- [Task objective]
Can you rewrite the items from the line containing "Find every instance of the sky" down to the line containing "x=243 y=297", both ends included, as a two-column CSV with the headers item_text and answer, one row per item? Each item's text and its answer should each go in a single quoted field, with line breaks turned into spaces.
** BEGIN Source records **
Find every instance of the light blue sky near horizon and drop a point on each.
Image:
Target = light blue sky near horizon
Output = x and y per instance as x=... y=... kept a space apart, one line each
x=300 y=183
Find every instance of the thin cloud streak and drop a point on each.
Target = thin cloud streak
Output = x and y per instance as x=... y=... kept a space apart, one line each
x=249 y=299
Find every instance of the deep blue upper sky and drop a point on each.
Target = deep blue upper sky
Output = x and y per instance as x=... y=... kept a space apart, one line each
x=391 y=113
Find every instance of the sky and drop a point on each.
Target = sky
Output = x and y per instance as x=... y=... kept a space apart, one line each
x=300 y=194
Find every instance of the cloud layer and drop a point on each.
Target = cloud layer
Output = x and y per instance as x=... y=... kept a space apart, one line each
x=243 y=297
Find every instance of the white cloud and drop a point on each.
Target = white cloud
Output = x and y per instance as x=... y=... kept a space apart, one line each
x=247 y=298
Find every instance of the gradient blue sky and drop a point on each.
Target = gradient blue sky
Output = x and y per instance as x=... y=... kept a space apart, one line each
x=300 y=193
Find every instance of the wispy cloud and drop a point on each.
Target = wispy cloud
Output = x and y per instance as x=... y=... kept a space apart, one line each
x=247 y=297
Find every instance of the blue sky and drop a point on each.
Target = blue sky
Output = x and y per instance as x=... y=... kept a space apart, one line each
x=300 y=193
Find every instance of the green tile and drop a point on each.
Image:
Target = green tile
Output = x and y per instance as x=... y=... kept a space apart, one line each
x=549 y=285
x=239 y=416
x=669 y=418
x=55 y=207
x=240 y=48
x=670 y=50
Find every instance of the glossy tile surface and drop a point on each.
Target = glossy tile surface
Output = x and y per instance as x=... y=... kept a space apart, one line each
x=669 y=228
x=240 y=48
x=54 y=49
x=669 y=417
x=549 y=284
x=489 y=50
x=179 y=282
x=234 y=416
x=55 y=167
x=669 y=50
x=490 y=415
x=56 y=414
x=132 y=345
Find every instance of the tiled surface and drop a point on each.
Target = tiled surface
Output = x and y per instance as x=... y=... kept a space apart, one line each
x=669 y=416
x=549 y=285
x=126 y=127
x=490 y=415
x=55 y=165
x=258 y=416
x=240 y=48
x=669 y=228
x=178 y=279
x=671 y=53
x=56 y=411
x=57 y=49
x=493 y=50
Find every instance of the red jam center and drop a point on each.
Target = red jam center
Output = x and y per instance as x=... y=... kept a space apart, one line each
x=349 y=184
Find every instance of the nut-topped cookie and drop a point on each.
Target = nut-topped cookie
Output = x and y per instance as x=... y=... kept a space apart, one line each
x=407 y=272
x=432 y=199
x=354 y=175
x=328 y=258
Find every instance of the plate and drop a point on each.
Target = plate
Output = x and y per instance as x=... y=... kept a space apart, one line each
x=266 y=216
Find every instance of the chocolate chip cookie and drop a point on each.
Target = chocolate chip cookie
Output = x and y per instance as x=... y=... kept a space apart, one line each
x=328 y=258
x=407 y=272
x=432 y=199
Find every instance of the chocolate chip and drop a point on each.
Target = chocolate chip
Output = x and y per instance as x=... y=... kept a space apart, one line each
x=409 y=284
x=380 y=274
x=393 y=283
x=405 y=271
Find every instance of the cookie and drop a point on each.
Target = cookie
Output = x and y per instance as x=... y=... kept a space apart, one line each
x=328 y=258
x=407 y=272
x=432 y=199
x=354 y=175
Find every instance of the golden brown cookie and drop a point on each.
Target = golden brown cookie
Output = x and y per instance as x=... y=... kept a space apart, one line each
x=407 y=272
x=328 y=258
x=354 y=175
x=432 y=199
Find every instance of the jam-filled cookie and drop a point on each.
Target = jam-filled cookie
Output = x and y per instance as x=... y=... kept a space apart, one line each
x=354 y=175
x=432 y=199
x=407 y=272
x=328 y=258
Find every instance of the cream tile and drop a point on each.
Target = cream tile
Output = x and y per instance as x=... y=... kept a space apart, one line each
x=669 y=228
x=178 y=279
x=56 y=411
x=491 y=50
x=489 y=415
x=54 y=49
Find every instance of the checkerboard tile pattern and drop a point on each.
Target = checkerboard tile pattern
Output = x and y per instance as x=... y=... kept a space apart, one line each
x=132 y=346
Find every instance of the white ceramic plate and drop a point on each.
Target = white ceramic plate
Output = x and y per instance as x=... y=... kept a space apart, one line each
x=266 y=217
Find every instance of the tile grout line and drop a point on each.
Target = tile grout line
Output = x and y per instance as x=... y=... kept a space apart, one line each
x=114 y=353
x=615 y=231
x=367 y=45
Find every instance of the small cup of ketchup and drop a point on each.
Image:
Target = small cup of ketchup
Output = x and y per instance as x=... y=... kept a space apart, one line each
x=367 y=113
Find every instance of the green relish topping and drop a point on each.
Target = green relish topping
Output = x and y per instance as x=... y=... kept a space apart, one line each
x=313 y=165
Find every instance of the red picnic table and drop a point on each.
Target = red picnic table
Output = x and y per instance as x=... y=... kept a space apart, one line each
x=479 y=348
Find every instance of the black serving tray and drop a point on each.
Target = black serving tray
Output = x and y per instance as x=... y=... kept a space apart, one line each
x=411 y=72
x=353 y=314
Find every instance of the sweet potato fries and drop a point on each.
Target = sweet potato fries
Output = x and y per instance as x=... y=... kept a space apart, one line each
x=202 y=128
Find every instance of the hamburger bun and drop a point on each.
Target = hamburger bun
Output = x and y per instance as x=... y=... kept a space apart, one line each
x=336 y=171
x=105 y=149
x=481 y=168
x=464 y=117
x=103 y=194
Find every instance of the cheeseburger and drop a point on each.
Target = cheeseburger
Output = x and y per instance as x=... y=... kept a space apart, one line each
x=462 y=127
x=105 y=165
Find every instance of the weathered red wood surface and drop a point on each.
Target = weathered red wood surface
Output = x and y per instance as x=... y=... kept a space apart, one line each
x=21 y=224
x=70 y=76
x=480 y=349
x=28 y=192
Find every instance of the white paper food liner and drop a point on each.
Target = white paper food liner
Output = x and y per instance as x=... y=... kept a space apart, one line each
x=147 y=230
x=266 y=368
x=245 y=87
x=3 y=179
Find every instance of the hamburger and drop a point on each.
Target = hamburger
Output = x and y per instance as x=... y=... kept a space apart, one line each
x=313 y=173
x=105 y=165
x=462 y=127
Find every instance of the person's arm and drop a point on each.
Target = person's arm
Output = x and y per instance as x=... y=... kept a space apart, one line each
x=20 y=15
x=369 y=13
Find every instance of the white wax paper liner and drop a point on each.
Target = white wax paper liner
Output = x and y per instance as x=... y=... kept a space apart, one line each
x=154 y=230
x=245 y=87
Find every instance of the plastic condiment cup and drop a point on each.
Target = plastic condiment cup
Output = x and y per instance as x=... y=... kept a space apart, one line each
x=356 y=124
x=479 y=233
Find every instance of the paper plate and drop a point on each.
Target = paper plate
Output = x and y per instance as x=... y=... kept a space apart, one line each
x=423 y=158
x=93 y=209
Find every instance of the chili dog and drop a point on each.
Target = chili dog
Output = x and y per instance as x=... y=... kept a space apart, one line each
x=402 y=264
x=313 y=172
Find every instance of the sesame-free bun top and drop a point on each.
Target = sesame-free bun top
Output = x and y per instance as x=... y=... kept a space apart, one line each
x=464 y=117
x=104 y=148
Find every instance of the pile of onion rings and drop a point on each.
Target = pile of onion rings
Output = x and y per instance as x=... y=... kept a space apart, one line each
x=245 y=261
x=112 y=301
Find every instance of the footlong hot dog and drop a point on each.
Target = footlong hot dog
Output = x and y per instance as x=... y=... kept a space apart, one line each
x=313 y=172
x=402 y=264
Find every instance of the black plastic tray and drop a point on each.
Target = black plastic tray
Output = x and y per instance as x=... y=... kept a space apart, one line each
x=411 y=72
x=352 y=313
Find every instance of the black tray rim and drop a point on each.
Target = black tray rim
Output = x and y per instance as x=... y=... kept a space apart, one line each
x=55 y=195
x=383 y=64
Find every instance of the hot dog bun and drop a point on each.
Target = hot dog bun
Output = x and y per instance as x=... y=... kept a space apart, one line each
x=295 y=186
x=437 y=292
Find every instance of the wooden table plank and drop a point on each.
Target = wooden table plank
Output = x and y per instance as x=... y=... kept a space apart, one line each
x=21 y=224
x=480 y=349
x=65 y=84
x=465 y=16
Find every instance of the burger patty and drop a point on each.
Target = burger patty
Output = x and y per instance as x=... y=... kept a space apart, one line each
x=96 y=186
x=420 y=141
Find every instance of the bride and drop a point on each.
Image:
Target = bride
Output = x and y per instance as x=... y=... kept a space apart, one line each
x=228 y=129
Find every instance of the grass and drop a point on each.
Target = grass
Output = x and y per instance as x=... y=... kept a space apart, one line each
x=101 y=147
** END Source records **
- [Task solution]
item_text,answer
"Find every instance of the sky and drop a point on each. Target = sky Output = x and y per instance as x=... y=... kept a space apart, one line each","x=300 y=194"
"Find every instance of the cloud layer and drop a point on each. Target = cloud layer Output = x and y per instance as x=... y=... kept a space apart, one line each","x=243 y=297"